Please give the records below back in full, exactly as shown.

╭──

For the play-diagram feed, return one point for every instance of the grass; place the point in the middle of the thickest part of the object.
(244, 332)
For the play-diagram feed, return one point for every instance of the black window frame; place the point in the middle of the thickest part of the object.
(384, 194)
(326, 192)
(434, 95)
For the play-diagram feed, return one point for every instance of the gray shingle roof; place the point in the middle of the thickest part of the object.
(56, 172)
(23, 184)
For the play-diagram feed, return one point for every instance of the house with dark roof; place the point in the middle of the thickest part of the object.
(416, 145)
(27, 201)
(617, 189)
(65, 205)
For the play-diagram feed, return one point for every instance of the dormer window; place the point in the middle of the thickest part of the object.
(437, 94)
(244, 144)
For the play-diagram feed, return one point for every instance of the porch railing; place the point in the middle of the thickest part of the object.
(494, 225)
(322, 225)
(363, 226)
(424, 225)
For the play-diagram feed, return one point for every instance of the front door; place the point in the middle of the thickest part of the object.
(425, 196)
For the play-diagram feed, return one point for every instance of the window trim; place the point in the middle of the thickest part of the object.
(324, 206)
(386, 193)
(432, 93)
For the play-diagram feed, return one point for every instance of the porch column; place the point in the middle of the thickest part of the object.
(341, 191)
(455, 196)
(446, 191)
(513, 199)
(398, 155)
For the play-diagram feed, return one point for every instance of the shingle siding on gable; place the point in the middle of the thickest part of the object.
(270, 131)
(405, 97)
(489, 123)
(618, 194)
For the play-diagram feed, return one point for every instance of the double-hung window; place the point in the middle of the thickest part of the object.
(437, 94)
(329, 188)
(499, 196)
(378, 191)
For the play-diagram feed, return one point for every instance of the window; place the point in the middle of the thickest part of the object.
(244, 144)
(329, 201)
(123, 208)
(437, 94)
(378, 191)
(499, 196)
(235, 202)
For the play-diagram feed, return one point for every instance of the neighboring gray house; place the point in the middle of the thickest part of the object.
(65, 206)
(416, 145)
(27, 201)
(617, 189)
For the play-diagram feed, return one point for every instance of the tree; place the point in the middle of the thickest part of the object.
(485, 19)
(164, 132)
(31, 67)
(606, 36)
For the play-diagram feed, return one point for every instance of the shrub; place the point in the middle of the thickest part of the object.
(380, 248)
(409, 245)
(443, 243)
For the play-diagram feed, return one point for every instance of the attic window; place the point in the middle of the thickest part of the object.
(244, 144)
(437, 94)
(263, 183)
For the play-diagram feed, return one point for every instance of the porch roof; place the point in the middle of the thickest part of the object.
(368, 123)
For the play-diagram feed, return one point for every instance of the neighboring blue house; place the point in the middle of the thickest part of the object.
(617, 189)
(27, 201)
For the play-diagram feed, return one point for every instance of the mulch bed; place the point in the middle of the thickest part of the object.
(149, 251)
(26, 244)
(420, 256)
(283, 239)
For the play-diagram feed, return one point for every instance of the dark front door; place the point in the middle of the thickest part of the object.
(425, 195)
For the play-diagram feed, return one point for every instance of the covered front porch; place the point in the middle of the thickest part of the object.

╰──

▶ **RESPONSE**:
For the play-diagram feed, return one point for every instance of the grass; place the point in the middle of the thickest part of the object.
(244, 332)
For the play-diagram feed, return one point for every instance of the black window frame; place the point in the middle of the thickest part of the object.
(384, 194)
(326, 192)
(434, 95)
For the play-diagram feed, return one point for every instance of the gray shingle roof; place the point in the middle of the thickest part of the object.
(56, 172)
(23, 184)
For the play-diagram feed, return one point for every instance of the house with dark roof; place the point in the middle of the thickest part of the object.
(416, 145)
(27, 201)
(617, 189)
(65, 205)
For the play-diagram feed, return one point for every instance of the dormer window; place the point in the middle of the thickest part of the object.
(437, 94)
(244, 144)
For the play-diagram feed, return one point for every instance of the porch railing; place the point in the middle of the thickest part of the object.
(494, 225)
(322, 225)
(363, 226)
(424, 225)
For the play-diagram feed, return one point for every instance of the front door; place the point in the middle of the thickest part of the object.
(425, 196)
For the play-diagram feed, return one point for every instance of the window trim; place the point in the middle of the thickest part of the object.
(324, 206)
(386, 193)
(432, 93)
For the play-diagram feed, return one point for every instance of the porch column; place the point in the middle of the thickest part of the object.
(341, 191)
(455, 196)
(446, 191)
(513, 199)
(398, 155)
For the play-diagram feed, return one point for every instance of the shingle siding on gable; place the point in the middle of the thickest part of the object.
(270, 131)
(405, 97)
(489, 123)
(618, 194)
For the play-diagram feed, return one point for every instance of the double-hung window; place the point in the middle of the thickest part of the object.
(437, 94)
(329, 188)
(499, 196)
(378, 191)
For the play-diagram feed, return one point for every instance of the window; place the point in the middle of the thickest part of the object.
(244, 144)
(329, 201)
(123, 208)
(437, 94)
(378, 191)
(499, 196)
(235, 202)
For the play-diagram feed, return one point for every instance of the neighboring gray house; place the point in the middle of the thickest part of the object.
(65, 206)
(416, 145)
(27, 201)
(617, 189)
For the play-diagram feed, return one point for every instance of the tree; place the point in the middle of the thickest part of the object.
(485, 19)
(164, 132)
(31, 67)
(606, 36)
For the play-diagram feed, return one point for every instance of the shrub; place the point in the middle of the thickest part of the object.
(380, 248)
(409, 245)
(443, 243)
For the play-diagram feed, return one point for every instance of the attic window; place the point in the middle of the thickest part of the object.
(244, 144)
(437, 94)
(263, 183)
For the play-diagram feed, return one point for every instance of the porch roof; place the point in the middle of the thickest part of the object.
(368, 123)
For the play-diagram feed, return one point for every instance of the neighboring blue house; place the point in the middle of the thickest part of the object.
(617, 189)
(27, 201)
For the play-diagram feed, return one point for every instance of the mulch bed; place the point in the middle of the thickest part of the object.
(149, 251)
(26, 244)
(420, 256)
(283, 239)
For the play-diagram feed, return one point for every instance of the dark front door; place the point in the middle of the thickest part of the object.
(425, 195)
For the play-diagram feed, return one point for every instance of the covered front porch; place the point in the middle of the thickest part of the object.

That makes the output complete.